Задание:
Допишите отрывок о том, как ранние христиане и византийцы смотрели на красоту мира и место человека в нём. Начните сразу после последнего предложения отрывка.

Совершенно в эстетическом смысле понимал творение мира активный борец против гностиков лионский епископ Ириней (ок. 126—ок. 202). Одним из первых в христианской эстетике он увлекся пифагорейско-платоническим мотивом «Книги премудрости» (Sap., 11, 20) и активно развивал его на христианской почве. {505}
Много внимания уделял красоте творения известный христианский философ из Афин Афинагор (вторая половина II в.).
Первые византийские мыслители активно развивали идеи апологетов и античных мыслителей о высоком достоинстве человека, его главенствующем месте в материальном мире. Макарий Египетский, восхищаясь красотой и совершенством всех частей мира, считал человека венцом творения, более ценным даже, чем ангелы и архангелы, так как только человека бог создал по своему образу и подобию, наделил его свободой воли (Homil. spirit., XV, 20). В конце IV в. Эмесский епископ Немесий написал специальный антропологический трактат «О природе человека», в котором использовал многие соображения, высказанные как античными мыслителями (Аристотелем, Галеном, стоиками), так и ранними христианами-апологетами, каппадокийцами. В Византии трактат Немесия почитался в качестве авторитетнейшего источника. Иоанн Дамаскин просто страницами переписывал его в свои сочинения.
Человек, по мнению Немесия, занимает ключевое положение во Вселенной, ибо он был создан как завершающее звено творения для связи в единое целое мира духовного и материального: «Таким именно образом творец все гармонически приладил друг к другу и соединил, а чрез сотворение человека — связал воедино умопостигаемое (τ νοητά) и видимое (τ ρατά)» (De nat. hom., 1). Человек — благороднейшее из сотворенных существ. Он соединяет в себе смертное с бессмертным, разумное с неразумным, представляя своей природой образ всего творения, и справедливо называется поэтому «малым миром» (μικρς κόσμος). Ради человека и для его нужд создано все в мире. Бог творил его по-своему образу и подобию и ради спасения его сам вочеловечился. «Кто может словами выразить преимущества этого существа (человека.— В. Б.)? Оно переплывает моря, на небе пребывает созерцанием, постигает движение, расстояние и величину звезд, пользуется плодами земли и моря, с пренебрежением относится к диким зверям и большим рыбам; человек преуспевает во всякой науке, искусстве и знании, с отсутствующими по желанию беседует посредством письмен, нисколько не затрудняемый телом, предугадывает будущее; над всеми начальствует, всем владеет, всем пользуется, с ангелами и богом беседует, приказывает твари, повелевает демонами; исследует природу существующего, усердно пытается постичь существо божие, делается домом и храмом божества — и всего этого достигает посредством добродетели и благочестия» (Ibid.).
Таким образом, определенное внимание к материальному миру, его высокая оценка прежде всего с неутилитарных позиций (что является важной предпосылкой для существования и развития эстетического сознания) основывались уже у ранних христиан на идее творения мира богом из ничего, на понимании человека как «венца творения». С IV в. в деле оправдания материи (и прежде всего человеческой плоти) начинает играть все большую роль христианская идея вочеловечивания, воплощения бога. Диалектика материи и духа освящается божественным умонепостигаемым таинством, материя начинает пониматься не как враг, но как важный носитель духовного начала в сотворенном мире, что оказало существенное влияние на всю сферу эстетического.

Показанные данные:
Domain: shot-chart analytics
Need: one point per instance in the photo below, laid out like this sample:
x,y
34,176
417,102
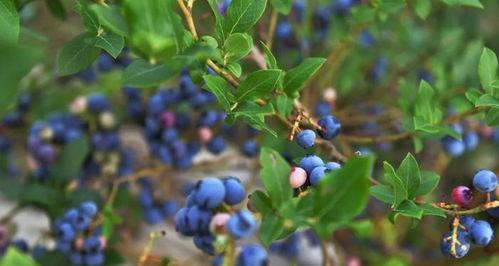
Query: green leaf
x,y
296,77
11,74
492,117
261,201
221,89
427,113
9,22
274,175
56,8
334,200
242,15
429,181
408,172
77,54
282,6
472,3
399,190
271,228
155,30
488,101
383,193
110,17
487,68
68,165
14,256
142,74
90,20
270,60
428,209
258,84
237,46
111,42
422,8
251,109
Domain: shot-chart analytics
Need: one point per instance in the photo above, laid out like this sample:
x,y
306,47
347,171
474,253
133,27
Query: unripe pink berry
x,y
205,134
329,95
462,196
218,222
297,177
79,105
167,119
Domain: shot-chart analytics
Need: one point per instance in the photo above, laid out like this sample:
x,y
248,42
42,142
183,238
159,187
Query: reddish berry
x,y
462,196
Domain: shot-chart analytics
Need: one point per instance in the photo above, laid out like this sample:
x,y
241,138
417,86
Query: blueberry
x,y
250,148
97,103
462,196
462,245
153,215
241,225
234,191
169,208
209,193
317,174
94,259
485,181
481,233
330,127
88,208
309,162
252,255
306,138
216,145
205,243
453,146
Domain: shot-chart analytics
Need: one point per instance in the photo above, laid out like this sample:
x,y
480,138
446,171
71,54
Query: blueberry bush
x,y
362,132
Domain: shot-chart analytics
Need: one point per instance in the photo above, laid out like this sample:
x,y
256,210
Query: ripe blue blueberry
x,y
309,162
330,127
485,181
306,138
317,174
241,224
234,191
209,192
481,233
462,245
252,255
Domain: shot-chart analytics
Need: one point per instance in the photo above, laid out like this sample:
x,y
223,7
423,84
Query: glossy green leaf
x,y
111,18
274,175
77,54
9,22
242,15
296,77
237,46
111,42
258,84
221,89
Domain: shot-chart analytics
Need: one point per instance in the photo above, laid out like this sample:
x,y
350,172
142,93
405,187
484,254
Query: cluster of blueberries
x,y
154,210
104,63
209,217
468,230
75,236
312,168
169,115
470,139
13,119
89,115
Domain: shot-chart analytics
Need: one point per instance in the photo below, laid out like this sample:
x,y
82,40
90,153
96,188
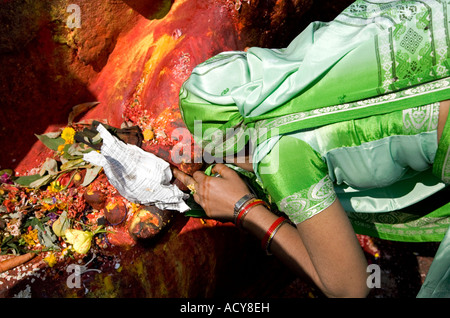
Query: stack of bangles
x,y
244,205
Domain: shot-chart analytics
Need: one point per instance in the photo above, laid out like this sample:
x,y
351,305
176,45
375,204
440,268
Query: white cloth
x,y
139,176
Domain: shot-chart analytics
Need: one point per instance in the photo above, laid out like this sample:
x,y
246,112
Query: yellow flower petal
x,y
80,240
68,135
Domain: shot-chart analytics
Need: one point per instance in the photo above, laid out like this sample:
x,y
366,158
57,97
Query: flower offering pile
x,y
67,209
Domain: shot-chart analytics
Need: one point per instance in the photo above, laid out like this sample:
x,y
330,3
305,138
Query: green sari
x,y
375,58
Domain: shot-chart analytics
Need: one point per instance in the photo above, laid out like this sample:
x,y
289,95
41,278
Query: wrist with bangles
x,y
242,208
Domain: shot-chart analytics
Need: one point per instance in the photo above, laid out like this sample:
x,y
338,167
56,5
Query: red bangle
x,y
247,208
267,239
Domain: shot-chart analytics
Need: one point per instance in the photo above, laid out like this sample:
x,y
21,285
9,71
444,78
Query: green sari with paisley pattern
x,y
377,61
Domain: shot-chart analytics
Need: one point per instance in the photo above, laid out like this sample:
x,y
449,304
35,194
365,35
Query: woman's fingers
x,y
186,179
224,171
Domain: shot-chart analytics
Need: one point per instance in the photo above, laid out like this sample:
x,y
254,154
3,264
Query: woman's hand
x,y
217,196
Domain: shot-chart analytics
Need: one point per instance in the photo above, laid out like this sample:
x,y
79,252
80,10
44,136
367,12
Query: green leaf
x,y
47,237
51,143
60,226
72,164
91,174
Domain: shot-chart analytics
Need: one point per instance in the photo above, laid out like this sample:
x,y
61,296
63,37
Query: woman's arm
x,y
324,247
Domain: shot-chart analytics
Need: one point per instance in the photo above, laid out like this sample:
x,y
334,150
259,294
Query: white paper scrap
x,y
139,176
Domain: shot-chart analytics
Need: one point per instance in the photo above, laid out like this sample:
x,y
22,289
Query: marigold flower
x,y
80,240
31,238
51,259
55,186
68,135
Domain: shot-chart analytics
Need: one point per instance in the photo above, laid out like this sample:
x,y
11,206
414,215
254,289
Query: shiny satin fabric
x,y
375,58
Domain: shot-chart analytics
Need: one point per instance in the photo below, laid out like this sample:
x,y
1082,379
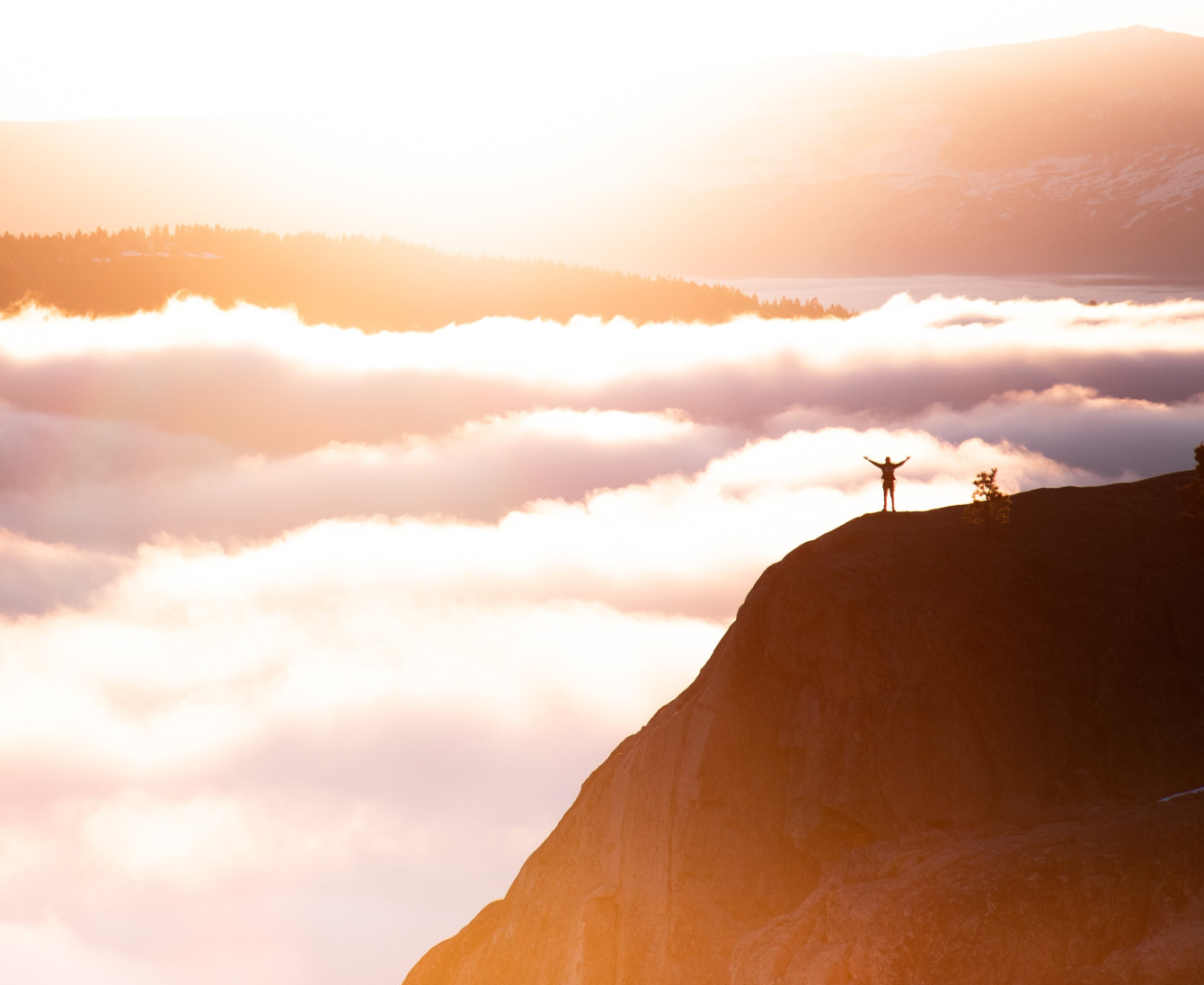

Результат:
Наконец, еще одной важной предпосылкой развития эстетического сознания в Византии следует считать своеобразное развитие религиозной гносеологии, которая в IV—VI вв. пришла к осознанию невозможности {506} формально-логического познания первопричины и перенесла завершение познания (высший его этап) в сферу неформализуемых феноменов. Эмоционально-эстетический опыт и проблема непонятийного (образно-символического, в частности) выражения духовных сущностей занимают с этого времени важное место в византийской духовной культуре 4, открывая широкие перспективы развитию эстетики и художественной культуры.
Важным показателем приближения к цели в процессе постижения первопричины у христиан служило состояние высшего духовного наслаждения — блаженство, которое резко противопоставлялось ими чувственным наслаждениям обыденной жизни.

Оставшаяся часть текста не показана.